STUDY TEXT:
++++++++++

Jan 30, 2015 11:35 AM

Ex-rap mogul 'Suge' Knight arrested in deadly hit-and-run

The Associated Press

LOS ANGELES (AP) Marion "Suge" Knight, the former music mogul who created one of hip-hop's leading labels and became the impresario of gangster rap, was arrested Friday on suspicion of hitting and killing a man with his truck and fleeing the scene of the crash near Los Angeles.

Knight's attorney said the founder of Death Row Records accidentally ran over and killed a friend and injured another man Thursday as he tried to escape attackers. Witnesses told police an argument between the men escalated into Knight ramming the pair, then changing direction and ramming them a second time.

He was booked on suspicion of murder and held on $2 million bail.

The 49-year-old Knight, who has a long history of violence, started the label that helped solidify West Coast rap with Dr. Dre, who had been a member of the legendary group N.W.A. The label also launched the career of Snoop Dogg and had Tupac Shakur in the last months of his life.

Many of the records Knight released helped immortalize Compton, the LA-area city where Thursday's crash occurred, in hip-hop folklore as a gritty and violent urban environment, although crime there has dipped significantly there since its 1990s peak.

He turned himself in to authorities at 1 a.m. PST and was arrested two hours later after being interviewed by detectives.

Sheriff's spokeswoman Nicole Nishida said Knight got into an argument with two men at a film shoot and was asked to leave.

The argument later escalated at a fast-food restaurant about two miles from the film set, and the driver of a red pickup truck struck the men around 3 p.m. and took off, according to authorities.

"Looks like he drove backwards and struck the victims and drove forwards and struck them again," sheriff's Lt. John Corina said. "The people we talked to say it looked like it was an intentional act."

A 55-year-old man died at a hospital, and a 51-year-old man was injured, but authorities did not immediately know his condition.

"To see the argument happen, it's one thing," said 17-year-old Robert Smith, who was eating in the restaurant. "Seeing the car incident, that was shocking."

The empty truck was found late Thursday in a West Los Angeles parking lot. Knight was seen driving a red pickup truck 20 minutes before the deadly incident, the lieutenant said.

++++++++++

TASK OBJECTIVE:
In the news report on Knight's arrest, what amount was his bail set at?

++++++++++

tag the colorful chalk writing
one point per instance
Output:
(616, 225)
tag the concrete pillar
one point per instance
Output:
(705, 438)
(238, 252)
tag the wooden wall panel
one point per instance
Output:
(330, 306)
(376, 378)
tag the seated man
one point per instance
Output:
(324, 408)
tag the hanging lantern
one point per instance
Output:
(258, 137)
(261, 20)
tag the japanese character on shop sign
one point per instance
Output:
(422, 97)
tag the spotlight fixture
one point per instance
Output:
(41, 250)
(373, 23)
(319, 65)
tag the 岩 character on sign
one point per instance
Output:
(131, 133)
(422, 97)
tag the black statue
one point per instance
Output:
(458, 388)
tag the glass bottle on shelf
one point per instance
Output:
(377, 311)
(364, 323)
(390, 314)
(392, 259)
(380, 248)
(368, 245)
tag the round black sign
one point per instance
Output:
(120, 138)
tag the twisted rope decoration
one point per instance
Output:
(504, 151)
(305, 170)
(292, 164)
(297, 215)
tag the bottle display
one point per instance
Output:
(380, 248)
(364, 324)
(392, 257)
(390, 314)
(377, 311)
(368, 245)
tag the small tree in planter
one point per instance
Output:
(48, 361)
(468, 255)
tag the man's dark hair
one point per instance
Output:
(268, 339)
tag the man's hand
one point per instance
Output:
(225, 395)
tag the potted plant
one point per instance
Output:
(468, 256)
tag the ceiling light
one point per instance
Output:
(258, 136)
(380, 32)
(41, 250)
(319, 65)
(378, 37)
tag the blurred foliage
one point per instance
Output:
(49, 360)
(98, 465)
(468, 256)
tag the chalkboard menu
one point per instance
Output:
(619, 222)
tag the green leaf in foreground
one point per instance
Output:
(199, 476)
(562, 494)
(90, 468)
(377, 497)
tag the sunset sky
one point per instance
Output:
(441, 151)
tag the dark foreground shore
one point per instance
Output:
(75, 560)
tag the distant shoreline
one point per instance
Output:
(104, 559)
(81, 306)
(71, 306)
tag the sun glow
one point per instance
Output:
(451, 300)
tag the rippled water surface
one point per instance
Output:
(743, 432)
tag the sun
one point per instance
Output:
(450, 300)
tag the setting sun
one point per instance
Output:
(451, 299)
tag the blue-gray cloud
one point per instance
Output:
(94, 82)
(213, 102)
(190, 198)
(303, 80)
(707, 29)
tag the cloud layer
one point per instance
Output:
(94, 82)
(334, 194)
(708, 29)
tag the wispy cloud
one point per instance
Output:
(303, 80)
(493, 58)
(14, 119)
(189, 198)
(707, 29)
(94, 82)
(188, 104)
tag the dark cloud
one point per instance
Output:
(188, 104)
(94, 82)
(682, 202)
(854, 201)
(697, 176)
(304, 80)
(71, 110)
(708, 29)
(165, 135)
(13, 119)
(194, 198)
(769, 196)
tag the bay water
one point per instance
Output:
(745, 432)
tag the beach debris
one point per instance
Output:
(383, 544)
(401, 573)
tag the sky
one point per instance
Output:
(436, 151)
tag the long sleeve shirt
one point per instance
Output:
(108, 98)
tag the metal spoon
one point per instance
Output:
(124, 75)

++++++++++

RESULT OF THIS TASK:
$2 million